Short problem 1:
Filter the records down to the lines that contain the word "like", and copy each of those lines.

Excerpt provided:
## Begin

📄 Contract RAG System

A Retrieval-Augmented Generation (RAG) system for intelligent contract analysis, powered by PDF embeddings, PostgreSQL/pgvector, and a LangChain ReAct agent with a Streamlit conversational interface.

🏗️ Architecture

The project follows a three-stage ETL pipeline:

PDF Partitioning — Splits large contract PDFs into manageable chunks with configurable page overlap
Embedding Generation — Generates vector embeddings for each partition using Ollama
Database Loading — Stores embeddings in PostgreSQL with the pgvector extension for semantic search

A Streamlit web interface backed by a LangChain ReAct agent allows users to query contracts in natural language.

📋 Prerequisites

Python 3.10+
Ollama installed and running
PostgreSQL with pgvector extension
Conda (optional, for environment management)

🚀 Getting Started

# Clone the repository
git clone https://github.com/fmanc23/contract-rag-system.git
cd contract-rag-system

# Install dependencies
pip install -r requirements.txt

# Set up environment variables
cp .env.example .env
# Edit .env with your actual values

# Initialize the pgvector database
python setup_pgvector.py

# Run the full pipeline (partitioning + embedding + loading)
python main.py

# Launch the web interface
streamlit run interface.py

📁 Project Structure

File	Description
`main.py`	Entry point for the ETL pipeline
`interface.py`	Streamlit UI for querying contracts
`agent_setup.py`	LangChain ReAct agent configuration
`contract_tools.py`	Agent tools (contract search, chat history)

## End

Short problem 2:
According to the contract RAG system description, what generates the vector embeddings for each partition?

Supplied records:
## Begin

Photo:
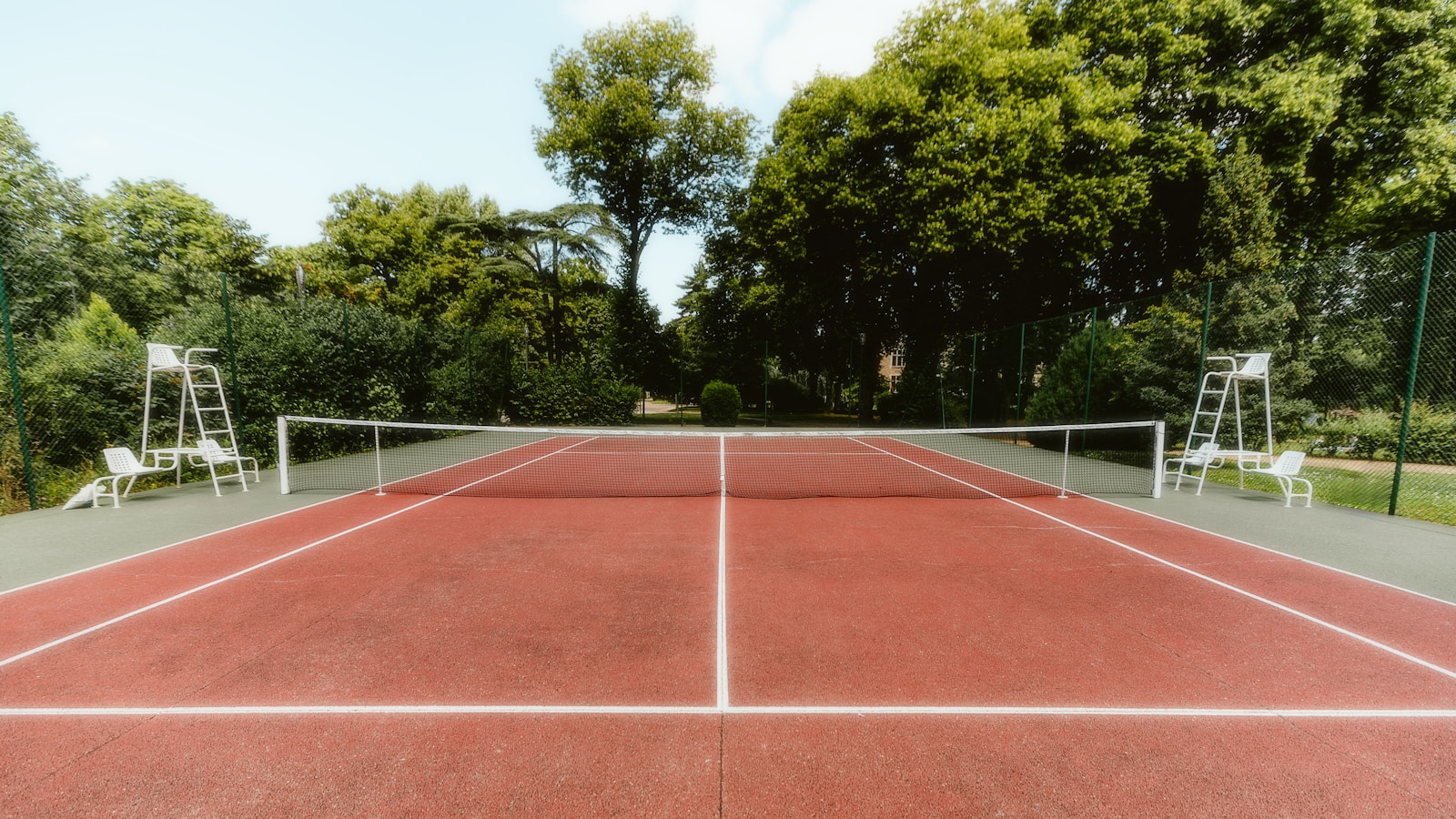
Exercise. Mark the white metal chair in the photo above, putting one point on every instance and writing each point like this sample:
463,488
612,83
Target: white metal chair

## End
## Begin

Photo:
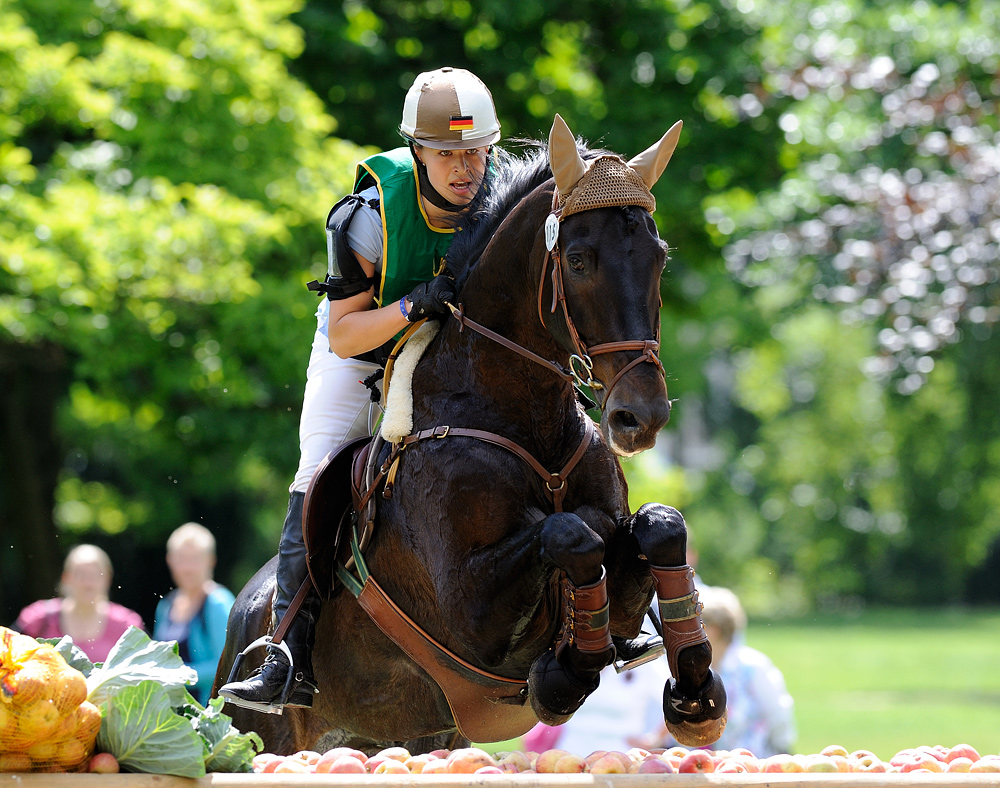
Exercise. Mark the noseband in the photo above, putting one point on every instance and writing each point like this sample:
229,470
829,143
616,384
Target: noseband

## End
## Begin

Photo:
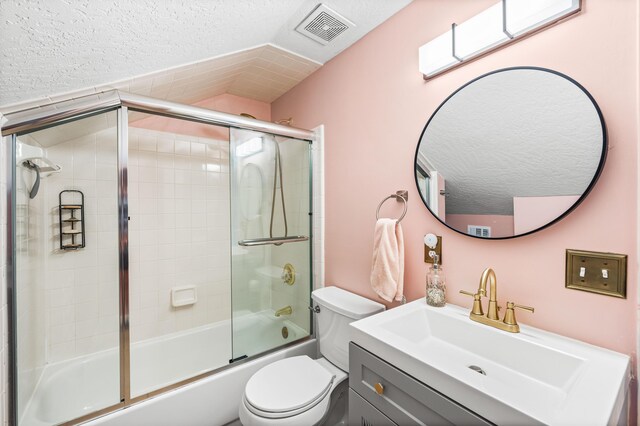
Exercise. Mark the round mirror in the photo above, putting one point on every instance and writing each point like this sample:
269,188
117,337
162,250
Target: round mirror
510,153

## End

Written answer 1:
Exercise. Mark the white metal chair in the photo above, putting one point on every instance and writing each point like this sample:
Exercise. Mark the noseband in the photo above, putting one point on every instance and writing each point like this sample:
Exercise. Mark the round mirror in the photo above, putting one point on every instance and writing each point like this sample:

Written answer 2:
Ollama